Selected extract ▸

::::::::

Briefly, a DNA microarray comprises multiple, gene-specific polynucleotides (probes) arranged along exact coordinates of a two-dimensional grid (array), individually immobilized to a single substrate.22 Total RNA pools from experimental or reference specimens are reverse-transcribed to fluorescence-labeled complementary DNA (cDNA) before incubation with the microarray (Fig. 45-1A). This process allows simultaneous quantitation of the relative (experimental versus reference) amount of messenger RNA (mRNA) transcripts. The number (which may be hundreds of thousands) of immobilized microarray probes determines the amount of gene expression information returned from each microarray experiment. This method depends on the highly sensitive and specific hybridization between complementary strands of nucleic acids.



Microarray platforms are of two general types: cDNA and oligonucleotide. Typically, the cDNA microarray contains hundreds to tens of thousands of long, polymerase chain reaction–derived representations of specific genes (about 600 to 2400 base pairs). In contrast, the oligonucleotide microarray contains tens of thousands to hundreds of thousands of 25-mer oligonucleotides complementary to unique gene sequences, directly deposited by light-directed chemical synthesis.23 Currently, no consensus exists as to the ideal type of microarray platform. Each has distinct advantages and drawbacks that are beyond the scope of this discussion. In general, the data sets derived from each platform are identical; each allows for large-scale analysis of gene expression in biologic specimens from a single experiment. Functionally, most investigators have gravitated toward the Affymetrix-type chip.

::::::::

Parts of the exercise ▸
a: Condense the paragraph of the microarray text that begins "Microarray platforms are of two general types" into a short bulleted list that keeps its main facts.
b: According to the microarray text, how long are the oligonucleotides on an oligonucleotide microarray?
c: From the microarray text, return everything from "Briefly, a DNA" down to "of nucleic acids.".

::::::::

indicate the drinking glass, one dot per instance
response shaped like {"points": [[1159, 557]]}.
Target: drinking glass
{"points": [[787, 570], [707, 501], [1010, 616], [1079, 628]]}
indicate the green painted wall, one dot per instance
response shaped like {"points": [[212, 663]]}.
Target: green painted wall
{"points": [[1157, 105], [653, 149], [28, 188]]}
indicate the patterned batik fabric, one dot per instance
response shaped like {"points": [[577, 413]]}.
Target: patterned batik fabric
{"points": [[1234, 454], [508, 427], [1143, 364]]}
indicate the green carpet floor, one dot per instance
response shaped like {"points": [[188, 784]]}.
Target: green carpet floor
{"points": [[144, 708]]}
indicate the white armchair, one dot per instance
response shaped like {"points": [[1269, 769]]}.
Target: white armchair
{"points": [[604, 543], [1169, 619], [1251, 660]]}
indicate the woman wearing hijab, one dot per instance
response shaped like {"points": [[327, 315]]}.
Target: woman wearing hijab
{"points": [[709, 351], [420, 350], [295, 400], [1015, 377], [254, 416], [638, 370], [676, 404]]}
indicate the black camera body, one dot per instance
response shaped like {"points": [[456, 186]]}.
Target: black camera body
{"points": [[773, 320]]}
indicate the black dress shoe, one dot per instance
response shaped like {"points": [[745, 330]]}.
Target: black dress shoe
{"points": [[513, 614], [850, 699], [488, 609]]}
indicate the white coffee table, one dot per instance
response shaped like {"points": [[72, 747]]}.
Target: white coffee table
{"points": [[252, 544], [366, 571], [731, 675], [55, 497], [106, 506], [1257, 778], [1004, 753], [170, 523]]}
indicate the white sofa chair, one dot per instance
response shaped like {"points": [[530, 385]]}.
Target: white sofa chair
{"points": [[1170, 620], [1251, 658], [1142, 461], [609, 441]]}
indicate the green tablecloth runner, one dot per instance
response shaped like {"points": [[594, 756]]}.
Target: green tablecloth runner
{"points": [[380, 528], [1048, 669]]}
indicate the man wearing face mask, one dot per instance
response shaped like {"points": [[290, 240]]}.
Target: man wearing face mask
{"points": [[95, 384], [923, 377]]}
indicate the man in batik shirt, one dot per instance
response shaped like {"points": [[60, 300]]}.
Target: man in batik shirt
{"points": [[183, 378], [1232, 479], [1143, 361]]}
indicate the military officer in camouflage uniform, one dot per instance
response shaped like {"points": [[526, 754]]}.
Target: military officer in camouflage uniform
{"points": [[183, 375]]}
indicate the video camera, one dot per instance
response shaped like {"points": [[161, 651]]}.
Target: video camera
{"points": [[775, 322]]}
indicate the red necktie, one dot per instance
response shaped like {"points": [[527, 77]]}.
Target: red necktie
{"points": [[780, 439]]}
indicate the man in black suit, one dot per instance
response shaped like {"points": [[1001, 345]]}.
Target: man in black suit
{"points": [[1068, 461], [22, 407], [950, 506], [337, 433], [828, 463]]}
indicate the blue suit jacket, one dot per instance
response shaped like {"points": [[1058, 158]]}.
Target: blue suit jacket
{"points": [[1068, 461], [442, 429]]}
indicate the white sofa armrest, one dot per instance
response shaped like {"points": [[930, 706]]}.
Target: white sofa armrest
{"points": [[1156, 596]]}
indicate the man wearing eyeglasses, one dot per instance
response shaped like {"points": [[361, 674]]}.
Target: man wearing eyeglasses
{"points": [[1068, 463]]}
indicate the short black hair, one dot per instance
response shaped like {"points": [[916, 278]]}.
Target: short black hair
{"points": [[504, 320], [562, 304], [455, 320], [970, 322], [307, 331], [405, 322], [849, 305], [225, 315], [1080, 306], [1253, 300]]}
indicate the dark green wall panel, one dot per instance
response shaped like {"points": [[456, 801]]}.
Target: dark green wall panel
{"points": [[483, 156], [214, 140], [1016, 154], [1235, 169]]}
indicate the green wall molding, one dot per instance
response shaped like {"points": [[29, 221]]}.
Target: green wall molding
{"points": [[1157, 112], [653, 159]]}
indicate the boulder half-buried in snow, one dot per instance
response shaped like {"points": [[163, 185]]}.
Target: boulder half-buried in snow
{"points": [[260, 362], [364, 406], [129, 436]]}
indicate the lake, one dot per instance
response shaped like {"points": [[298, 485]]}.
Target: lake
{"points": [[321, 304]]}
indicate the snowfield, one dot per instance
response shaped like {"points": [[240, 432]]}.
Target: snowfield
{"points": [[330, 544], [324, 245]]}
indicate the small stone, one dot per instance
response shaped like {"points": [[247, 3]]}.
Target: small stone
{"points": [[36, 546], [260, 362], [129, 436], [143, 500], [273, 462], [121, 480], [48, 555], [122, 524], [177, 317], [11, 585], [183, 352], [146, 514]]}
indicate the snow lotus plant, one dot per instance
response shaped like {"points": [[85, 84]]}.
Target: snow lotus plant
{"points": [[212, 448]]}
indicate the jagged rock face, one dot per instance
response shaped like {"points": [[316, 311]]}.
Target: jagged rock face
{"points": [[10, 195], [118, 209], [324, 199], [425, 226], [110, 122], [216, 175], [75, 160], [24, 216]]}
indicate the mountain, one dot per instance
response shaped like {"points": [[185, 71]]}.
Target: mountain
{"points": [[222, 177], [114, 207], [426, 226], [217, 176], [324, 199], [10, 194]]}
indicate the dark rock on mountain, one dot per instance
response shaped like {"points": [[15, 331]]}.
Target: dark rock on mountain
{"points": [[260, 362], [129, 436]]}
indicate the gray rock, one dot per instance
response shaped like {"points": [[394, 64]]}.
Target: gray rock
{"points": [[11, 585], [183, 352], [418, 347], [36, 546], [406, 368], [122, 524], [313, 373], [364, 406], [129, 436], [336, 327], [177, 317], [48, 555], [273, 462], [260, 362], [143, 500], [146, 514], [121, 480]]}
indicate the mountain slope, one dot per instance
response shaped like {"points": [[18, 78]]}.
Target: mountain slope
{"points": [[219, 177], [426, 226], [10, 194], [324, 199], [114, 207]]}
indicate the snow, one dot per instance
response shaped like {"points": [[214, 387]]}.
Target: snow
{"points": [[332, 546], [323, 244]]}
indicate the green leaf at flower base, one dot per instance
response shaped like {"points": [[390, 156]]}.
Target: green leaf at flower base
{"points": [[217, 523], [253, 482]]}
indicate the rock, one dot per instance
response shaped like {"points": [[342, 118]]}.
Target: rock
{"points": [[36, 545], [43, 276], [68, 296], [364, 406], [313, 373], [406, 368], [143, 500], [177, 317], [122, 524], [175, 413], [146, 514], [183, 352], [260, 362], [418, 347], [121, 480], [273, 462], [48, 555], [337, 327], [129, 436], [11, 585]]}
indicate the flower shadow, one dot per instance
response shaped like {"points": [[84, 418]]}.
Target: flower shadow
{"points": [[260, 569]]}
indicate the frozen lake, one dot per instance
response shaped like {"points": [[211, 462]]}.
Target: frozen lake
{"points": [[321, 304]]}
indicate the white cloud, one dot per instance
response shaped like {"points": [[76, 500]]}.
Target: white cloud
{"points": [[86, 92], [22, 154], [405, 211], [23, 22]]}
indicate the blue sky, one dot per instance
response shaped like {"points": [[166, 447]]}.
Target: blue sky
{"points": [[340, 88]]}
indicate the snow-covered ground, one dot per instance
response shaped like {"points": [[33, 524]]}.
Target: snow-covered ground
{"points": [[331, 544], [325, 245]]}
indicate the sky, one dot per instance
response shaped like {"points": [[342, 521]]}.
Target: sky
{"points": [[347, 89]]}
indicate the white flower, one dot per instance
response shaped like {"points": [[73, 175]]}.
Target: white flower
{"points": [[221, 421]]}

::::::::

Exercise solutions ▸
a:
- Microarray platforms come in two general types: cDNA and oligonucleotide.
- cDNA microarrays usually hold hundreds to tens of thousands of long, PCR-derived gene representations of about 600 to 2400 base pairs.
- Oligonucleotide microarrays hold tens of thousands to hundreds of thousands of 25-mer oligonucleotides. These are complementary to unique gene sequences and are deposited directly by light-directed chemical synthesis.
- There is no consensus on the ideal platform, and each has its own advantages and drawbacks.
- In general, both yield identical data sets and allow large-scale gene expression analysis from a single experiment.
- Most investigators have gravitated toward the Affymetrix-type chip.

b: They are 25-mers.

c:
Briefly, a DNA microarray comprises multiple, gene-specific polynucleotides (probes) arranged along exact coordinates of a two-dimensional grid (array), individually immobilized to a single substrate.22 Total RNA pools from experimental or reference specimens are reverse-transcribed to fluorescence-labeled complementary DNA (cDNA) before incubation with the microarray (Fig. 45-1A). This process allows simultaneous quantitation of the relative (experimental versus reference) amount of messenger RNA (mRNA) transcripts. The number (which may be hundreds of thousands) of immobilized microarray probes determines the amount of gene expression information returned from each microarray experiment. This method depends on the highly sensitive and specific hybridization between complementary strands of nucleic acids.